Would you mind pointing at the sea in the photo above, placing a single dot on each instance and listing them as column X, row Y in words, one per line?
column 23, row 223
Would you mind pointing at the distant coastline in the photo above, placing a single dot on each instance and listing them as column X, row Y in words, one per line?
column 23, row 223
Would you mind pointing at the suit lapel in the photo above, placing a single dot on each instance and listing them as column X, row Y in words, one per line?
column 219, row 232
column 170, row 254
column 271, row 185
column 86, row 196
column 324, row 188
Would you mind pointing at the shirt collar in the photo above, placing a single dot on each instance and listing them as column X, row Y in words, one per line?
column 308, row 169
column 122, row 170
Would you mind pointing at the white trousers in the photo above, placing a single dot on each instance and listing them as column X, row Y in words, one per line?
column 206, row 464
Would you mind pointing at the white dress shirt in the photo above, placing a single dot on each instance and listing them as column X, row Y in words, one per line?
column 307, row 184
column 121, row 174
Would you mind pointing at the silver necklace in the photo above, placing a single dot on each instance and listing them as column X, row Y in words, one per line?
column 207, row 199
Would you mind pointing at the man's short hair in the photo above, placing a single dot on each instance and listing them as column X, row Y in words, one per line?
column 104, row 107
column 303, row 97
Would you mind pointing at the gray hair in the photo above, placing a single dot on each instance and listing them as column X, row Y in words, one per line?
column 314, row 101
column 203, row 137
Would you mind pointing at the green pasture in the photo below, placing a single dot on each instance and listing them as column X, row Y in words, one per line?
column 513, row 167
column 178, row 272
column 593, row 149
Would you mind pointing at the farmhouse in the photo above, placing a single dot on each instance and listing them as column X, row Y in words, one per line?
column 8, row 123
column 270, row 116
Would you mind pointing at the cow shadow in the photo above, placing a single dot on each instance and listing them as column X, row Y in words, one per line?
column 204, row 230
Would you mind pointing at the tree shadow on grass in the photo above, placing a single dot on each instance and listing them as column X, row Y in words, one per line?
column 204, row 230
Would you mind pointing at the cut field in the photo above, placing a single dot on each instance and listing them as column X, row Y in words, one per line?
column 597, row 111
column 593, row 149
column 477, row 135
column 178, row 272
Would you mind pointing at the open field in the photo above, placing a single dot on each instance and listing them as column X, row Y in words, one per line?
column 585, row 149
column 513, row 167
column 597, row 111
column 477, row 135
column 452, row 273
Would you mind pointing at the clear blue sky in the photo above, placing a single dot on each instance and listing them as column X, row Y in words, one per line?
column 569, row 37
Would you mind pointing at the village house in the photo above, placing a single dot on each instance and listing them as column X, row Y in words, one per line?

_What is being asked_:
Retype every line of the material exactly.

_Solution to this exercise_:
Would you mind pointing at the sea in the photo above, placing a single dot on each instance and listing them as column X, row Y in words, one per line?
column 23, row 223
Would you mind pointing at the distant coastline in the photo above, placing a single dot on each instance and listing them as column X, row Y in words, one per line?
column 23, row 223
Would you mind pointing at the suit lapel in the photo above, placing a single dot on each instance and listing them as column X, row Y in words, one per line?
column 219, row 232
column 170, row 254
column 271, row 185
column 86, row 196
column 324, row 188
Would you mind pointing at the shirt collar in the photo above, placing a single dot on each instance and listing them as column X, row Y in words, one per line?
column 308, row 169
column 122, row 170
Would you mind pointing at the white trousers in the photo above, placing a single dot on each instance and listing them as column X, row Y in words, one per line?
column 206, row 464
Would you mind pointing at the white dress shirt in the photo above, placing a single dot on each instance and listing them as column X, row Y in words, one per line?
column 307, row 184
column 121, row 174
Would you mind pointing at the silver necklace in the photo above, placing a single dot on each instance and listing them as column X, row Y in words, one per line?
column 207, row 199
Would you mind pointing at the man's short hair in the photo above, placing a single dot on each instance and listing them as column X, row Y in words, one per line?
column 104, row 107
column 303, row 97
Would you mind pointing at the gray hair in the photo above, placing a single dot on each instance and listing them as column X, row Y in words, one per line?
column 314, row 101
column 203, row 137
Would you mind pointing at the green pasture in the photo below, placing a single dot on each instance and listing them as column X, row Y in words, one per line?
column 513, row 167
column 178, row 272
column 593, row 149
Would you mind pointing at the farmhouse in the photo above, placing a single dot on each instance and listing them as column X, row Y in words, one per line?
column 8, row 123
column 270, row 116
Would you mind pointing at the cow shadow in the photo above, placing a single dot on each instance and listing them as column X, row Y in words, one per line?
column 204, row 230
Would you mind pointing at the tree shadow on grass in the photo above, placing a single dot on each instance and listing them as column X, row Y in words, one per line?
column 204, row 230
Would you mind pointing at the cut field in the photo above, placing a single dot on each instance and listing them as column X, row Y in words, one per line?
column 597, row 111
column 593, row 149
column 477, row 135
column 178, row 272
Would you mind pointing at the open field in the photo above, placing a single dot on each instance and listing them as column X, row Y in words, one per line?
column 585, row 149
column 513, row 167
column 597, row 111
column 477, row 135
column 452, row 273
Would you mind pointing at the clear blue sky in the photo above, placing a single dot on each instance and listing them as column X, row Y in words, one per line?
column 569, row 37
Would you mind pointing at the village house in the photo above, placing a single dot on each instance and listing them as column X, row Y in words, one per line?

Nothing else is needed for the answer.